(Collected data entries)
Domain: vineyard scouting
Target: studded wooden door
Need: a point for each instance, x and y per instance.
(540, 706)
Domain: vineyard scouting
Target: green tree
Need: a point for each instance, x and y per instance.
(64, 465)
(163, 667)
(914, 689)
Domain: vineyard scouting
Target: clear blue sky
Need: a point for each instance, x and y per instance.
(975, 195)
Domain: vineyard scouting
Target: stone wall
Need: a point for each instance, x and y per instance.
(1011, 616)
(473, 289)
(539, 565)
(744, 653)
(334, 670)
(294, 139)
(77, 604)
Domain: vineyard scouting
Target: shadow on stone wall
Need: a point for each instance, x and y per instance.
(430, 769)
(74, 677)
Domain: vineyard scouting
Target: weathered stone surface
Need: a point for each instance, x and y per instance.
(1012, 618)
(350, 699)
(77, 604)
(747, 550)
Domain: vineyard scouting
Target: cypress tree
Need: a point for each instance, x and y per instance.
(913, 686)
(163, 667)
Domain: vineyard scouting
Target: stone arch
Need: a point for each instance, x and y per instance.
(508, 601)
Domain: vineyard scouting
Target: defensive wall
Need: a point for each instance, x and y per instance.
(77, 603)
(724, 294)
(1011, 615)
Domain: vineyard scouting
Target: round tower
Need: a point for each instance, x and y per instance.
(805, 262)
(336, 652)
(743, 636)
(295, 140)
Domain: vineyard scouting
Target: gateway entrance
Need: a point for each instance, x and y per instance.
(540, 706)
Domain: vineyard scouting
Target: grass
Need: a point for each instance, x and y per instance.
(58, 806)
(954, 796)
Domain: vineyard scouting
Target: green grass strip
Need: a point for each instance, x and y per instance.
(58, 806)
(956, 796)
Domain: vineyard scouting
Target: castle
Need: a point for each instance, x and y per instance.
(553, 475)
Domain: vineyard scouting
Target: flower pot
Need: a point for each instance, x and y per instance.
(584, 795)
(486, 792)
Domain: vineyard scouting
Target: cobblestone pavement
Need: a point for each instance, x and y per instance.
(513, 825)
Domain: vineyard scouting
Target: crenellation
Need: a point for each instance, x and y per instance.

**What is required**
Once the line with "Target: green grass strip" is found, write out that line and every one after it through the last line of the records, exactly and with nothing else.

**Response to this task**
Target: green grass strip
Need: a point for each instance, x and y per instance.
(58, 806)
(956, 796)
Domain: vineyard scouting
Target: castle
Need: a point for each instance, x and y per instance.
(553, 475)
Domain: vineyard scouting
Target: flower pot
Need: a point for each instance, x and y per instance.
(584, 795)
(486, 792)
Domain: vineyard scouting
Target: cobblestone pavement
Need: a point for each instance, x and y per instance.
(513, 825)
Domain: vineyard scouting
Target: crenellation
Need: a point for each instance, x and y per instance.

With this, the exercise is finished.